-- CHALLENGE --
Return every line of the records that contains the string "skirt".

════════════════

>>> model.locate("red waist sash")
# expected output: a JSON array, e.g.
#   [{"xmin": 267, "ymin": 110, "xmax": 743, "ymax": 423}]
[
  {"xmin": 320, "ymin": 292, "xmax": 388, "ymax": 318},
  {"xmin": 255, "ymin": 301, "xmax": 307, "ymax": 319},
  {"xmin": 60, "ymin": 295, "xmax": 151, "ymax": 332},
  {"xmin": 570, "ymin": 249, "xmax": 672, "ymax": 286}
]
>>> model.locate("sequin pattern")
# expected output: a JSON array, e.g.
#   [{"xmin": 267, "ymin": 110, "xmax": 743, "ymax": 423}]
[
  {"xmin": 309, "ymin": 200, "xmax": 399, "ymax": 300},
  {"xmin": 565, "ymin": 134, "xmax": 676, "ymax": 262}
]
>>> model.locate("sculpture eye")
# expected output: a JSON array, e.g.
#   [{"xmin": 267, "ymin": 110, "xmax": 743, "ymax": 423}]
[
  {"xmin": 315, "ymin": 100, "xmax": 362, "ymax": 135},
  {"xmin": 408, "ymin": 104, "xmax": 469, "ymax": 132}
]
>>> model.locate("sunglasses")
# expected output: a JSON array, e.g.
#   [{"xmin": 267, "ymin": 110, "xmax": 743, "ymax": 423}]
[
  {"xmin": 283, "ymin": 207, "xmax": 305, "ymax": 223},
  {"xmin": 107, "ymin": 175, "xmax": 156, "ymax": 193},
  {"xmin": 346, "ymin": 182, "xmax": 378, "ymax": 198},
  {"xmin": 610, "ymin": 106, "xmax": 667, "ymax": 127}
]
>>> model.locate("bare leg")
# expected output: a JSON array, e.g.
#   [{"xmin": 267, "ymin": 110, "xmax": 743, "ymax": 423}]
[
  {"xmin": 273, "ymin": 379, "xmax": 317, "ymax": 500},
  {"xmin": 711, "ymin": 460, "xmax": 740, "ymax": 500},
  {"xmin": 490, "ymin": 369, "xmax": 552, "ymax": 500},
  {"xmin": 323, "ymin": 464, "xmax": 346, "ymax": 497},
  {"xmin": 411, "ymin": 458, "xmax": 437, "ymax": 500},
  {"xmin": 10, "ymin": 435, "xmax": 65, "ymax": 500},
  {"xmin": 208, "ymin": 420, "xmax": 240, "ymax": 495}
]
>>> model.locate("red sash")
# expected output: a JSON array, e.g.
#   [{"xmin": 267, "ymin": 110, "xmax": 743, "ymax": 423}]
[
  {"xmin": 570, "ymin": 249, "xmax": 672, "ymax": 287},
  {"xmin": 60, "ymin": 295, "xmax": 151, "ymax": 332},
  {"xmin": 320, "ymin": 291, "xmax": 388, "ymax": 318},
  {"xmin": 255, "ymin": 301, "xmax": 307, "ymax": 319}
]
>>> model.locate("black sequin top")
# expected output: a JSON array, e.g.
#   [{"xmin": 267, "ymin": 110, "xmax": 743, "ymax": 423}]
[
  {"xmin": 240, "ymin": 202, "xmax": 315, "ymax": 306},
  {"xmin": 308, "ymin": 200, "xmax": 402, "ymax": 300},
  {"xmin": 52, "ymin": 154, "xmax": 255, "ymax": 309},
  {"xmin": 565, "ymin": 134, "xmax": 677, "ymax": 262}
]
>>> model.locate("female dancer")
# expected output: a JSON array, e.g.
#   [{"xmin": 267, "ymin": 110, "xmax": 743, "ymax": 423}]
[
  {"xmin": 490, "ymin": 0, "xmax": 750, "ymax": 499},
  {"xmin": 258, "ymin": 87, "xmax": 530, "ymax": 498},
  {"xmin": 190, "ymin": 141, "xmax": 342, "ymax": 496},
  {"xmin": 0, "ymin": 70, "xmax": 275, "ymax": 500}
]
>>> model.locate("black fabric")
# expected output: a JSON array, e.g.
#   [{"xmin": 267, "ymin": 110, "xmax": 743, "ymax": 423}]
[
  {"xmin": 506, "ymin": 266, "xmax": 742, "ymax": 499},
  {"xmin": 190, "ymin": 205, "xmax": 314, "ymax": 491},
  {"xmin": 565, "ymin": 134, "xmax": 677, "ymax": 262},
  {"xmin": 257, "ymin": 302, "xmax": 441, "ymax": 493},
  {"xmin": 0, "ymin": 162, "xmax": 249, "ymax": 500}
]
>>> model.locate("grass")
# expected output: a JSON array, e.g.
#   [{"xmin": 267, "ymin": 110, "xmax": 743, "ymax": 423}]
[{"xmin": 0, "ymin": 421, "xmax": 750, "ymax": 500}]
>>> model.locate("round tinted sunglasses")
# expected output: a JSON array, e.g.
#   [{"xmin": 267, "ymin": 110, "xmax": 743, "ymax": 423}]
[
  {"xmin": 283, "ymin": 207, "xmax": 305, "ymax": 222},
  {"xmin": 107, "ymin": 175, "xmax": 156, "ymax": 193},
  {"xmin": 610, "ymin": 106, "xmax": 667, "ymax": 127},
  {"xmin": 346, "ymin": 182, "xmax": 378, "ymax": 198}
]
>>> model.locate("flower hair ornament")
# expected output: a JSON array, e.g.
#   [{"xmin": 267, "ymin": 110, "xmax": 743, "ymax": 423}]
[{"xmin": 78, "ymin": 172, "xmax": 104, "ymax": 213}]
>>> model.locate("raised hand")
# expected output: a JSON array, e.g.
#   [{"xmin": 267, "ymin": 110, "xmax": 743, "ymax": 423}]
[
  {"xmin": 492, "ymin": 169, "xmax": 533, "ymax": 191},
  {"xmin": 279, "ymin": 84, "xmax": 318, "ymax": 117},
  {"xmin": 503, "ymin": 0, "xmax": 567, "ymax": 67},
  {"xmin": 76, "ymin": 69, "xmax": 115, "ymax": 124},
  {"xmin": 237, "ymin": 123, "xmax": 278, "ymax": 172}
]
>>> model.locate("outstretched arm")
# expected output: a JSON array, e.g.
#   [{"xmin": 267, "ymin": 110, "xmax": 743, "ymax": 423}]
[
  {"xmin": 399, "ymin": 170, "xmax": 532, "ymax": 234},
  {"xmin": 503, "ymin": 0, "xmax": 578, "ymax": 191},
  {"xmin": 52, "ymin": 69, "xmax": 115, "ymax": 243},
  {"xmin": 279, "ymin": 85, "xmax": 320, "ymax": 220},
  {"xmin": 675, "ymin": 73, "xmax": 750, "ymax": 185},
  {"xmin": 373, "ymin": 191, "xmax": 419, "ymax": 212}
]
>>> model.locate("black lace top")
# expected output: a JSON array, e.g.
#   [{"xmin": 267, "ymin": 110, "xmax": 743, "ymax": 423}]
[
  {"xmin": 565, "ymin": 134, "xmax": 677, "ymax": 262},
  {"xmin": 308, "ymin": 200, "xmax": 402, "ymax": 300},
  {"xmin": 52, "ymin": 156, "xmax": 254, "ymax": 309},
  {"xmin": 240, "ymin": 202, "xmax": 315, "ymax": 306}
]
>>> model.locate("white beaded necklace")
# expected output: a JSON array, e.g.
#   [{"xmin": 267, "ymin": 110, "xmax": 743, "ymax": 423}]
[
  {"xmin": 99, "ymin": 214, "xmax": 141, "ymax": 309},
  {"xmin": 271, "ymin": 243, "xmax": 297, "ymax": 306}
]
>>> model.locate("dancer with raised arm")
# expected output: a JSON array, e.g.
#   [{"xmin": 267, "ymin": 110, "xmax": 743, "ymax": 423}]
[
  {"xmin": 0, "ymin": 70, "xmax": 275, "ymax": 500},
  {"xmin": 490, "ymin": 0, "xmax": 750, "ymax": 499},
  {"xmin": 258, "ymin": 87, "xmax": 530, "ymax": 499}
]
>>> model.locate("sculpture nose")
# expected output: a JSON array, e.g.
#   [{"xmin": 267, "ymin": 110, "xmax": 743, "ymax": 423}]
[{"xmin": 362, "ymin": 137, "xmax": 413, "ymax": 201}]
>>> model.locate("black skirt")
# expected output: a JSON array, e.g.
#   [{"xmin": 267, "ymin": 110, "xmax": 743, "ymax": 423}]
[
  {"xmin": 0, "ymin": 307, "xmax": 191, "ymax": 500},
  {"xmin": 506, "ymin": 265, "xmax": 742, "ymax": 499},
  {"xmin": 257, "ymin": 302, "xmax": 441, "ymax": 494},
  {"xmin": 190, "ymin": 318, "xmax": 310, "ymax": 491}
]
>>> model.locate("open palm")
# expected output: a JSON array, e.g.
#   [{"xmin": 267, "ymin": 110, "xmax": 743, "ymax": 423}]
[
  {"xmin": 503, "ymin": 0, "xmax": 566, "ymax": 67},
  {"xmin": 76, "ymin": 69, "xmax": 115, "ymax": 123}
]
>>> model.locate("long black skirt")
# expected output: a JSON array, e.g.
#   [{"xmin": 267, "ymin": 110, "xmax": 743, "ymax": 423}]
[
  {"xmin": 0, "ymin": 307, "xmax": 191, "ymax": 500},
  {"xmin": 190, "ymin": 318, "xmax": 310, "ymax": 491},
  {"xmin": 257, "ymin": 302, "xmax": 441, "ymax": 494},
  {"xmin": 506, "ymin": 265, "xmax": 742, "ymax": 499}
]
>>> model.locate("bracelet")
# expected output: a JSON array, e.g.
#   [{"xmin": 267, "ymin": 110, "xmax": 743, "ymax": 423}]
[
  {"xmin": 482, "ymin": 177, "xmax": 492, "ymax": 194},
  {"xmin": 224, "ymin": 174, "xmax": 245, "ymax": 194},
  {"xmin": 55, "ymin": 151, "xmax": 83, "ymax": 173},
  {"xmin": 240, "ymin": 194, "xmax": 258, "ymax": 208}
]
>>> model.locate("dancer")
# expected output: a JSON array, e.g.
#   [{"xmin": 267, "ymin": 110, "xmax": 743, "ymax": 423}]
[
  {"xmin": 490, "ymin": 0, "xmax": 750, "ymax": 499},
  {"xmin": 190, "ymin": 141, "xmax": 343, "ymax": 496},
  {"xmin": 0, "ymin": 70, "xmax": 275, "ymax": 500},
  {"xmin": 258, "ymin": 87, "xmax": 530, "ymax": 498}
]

════════════════

-- CORRECT RESULT --
>>> model.locate("black skirt")
>>> model.locate("long black skirt")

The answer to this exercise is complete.